## Task input
_____

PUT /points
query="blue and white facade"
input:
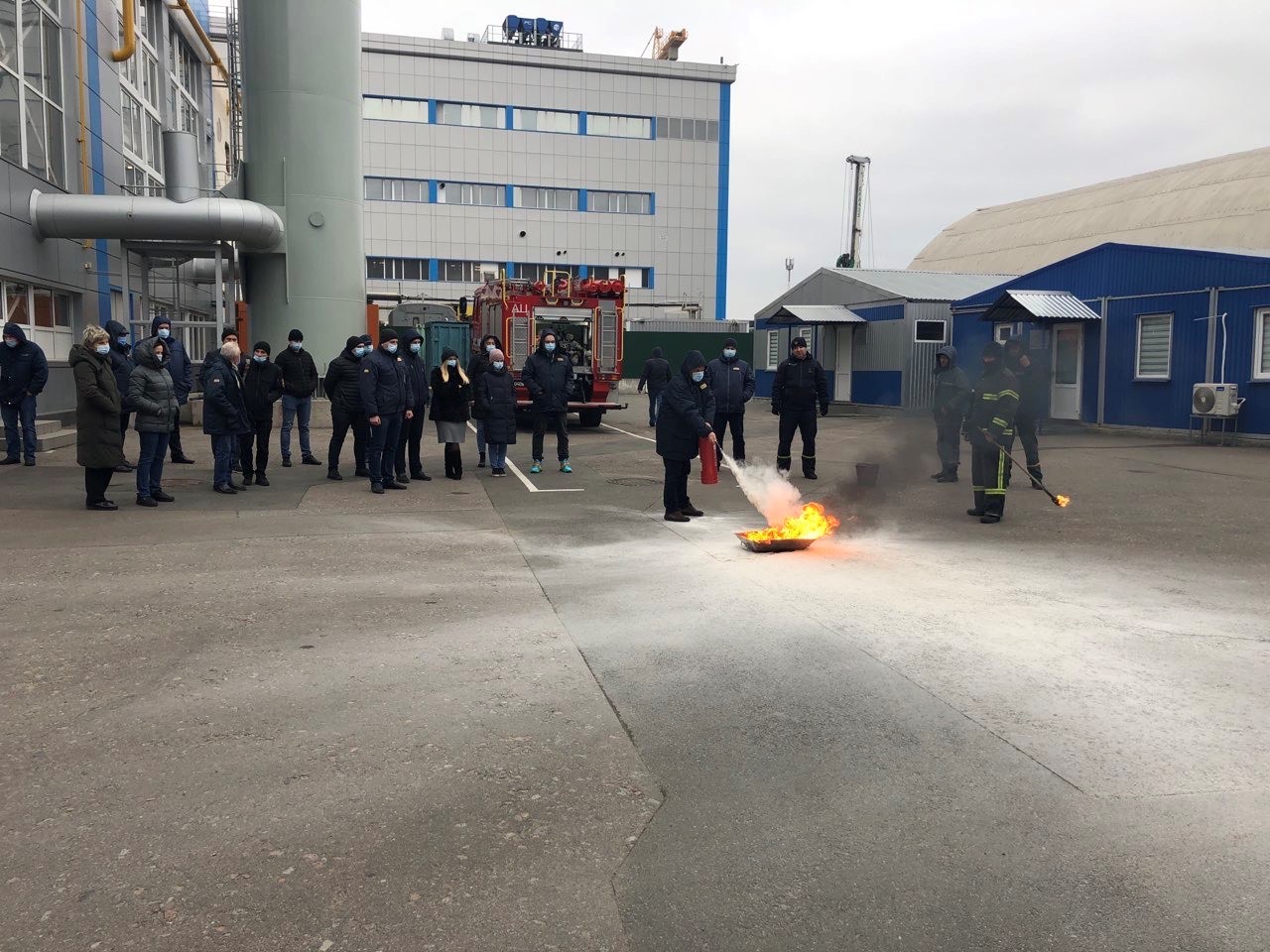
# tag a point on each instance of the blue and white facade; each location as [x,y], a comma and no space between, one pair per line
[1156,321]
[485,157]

_____

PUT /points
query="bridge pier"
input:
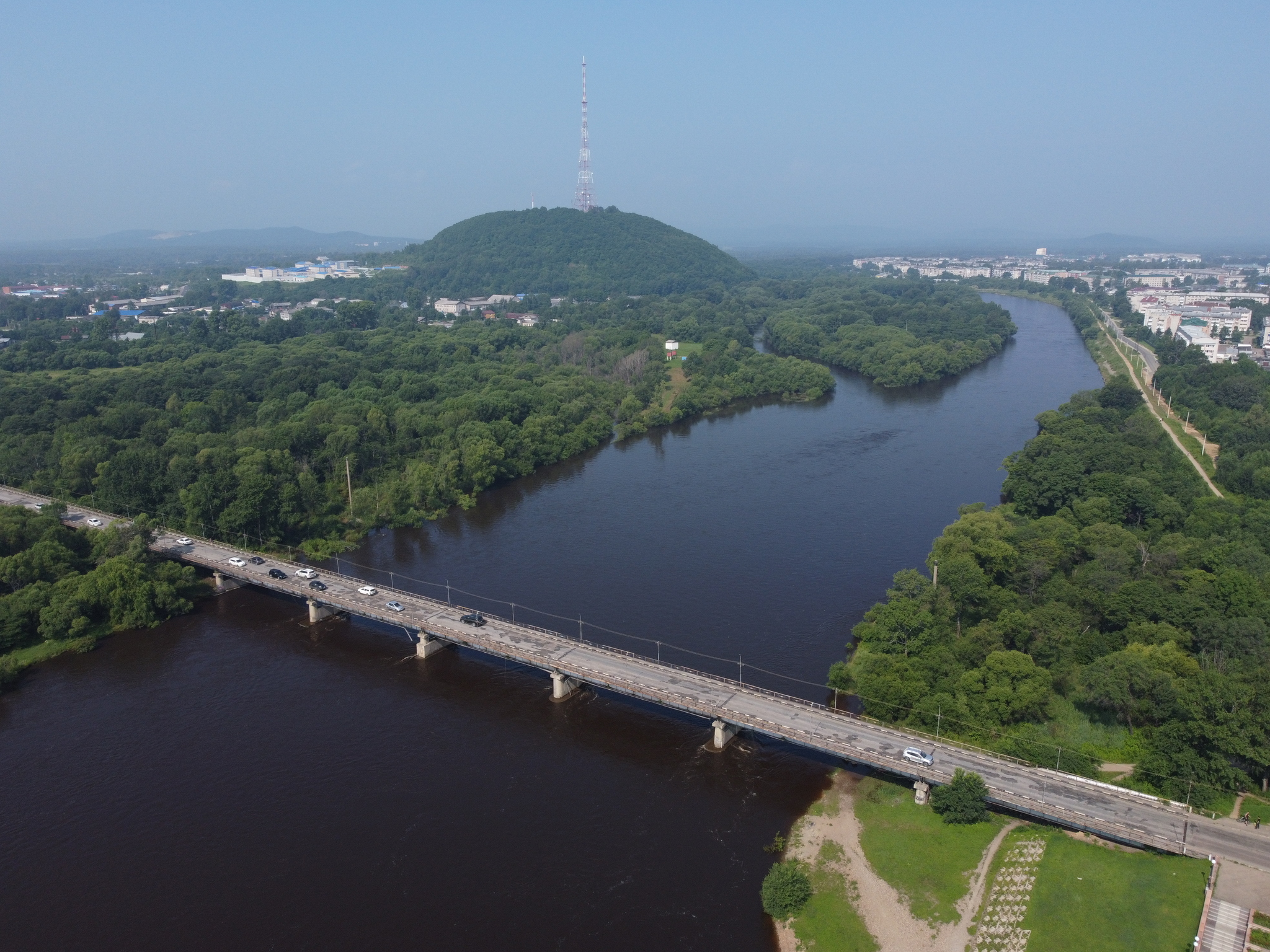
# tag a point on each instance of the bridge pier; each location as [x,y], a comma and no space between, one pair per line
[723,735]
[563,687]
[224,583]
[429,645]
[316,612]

_____

## What to produce
Which lines in the rows above contain the word "pier"? Pull out each of those lines and copy it in full.

## Final answer
query="bridge pier"
# tag a point on each instance of the bridge pier; each location as [x,y], a comma and no space between, one pair per line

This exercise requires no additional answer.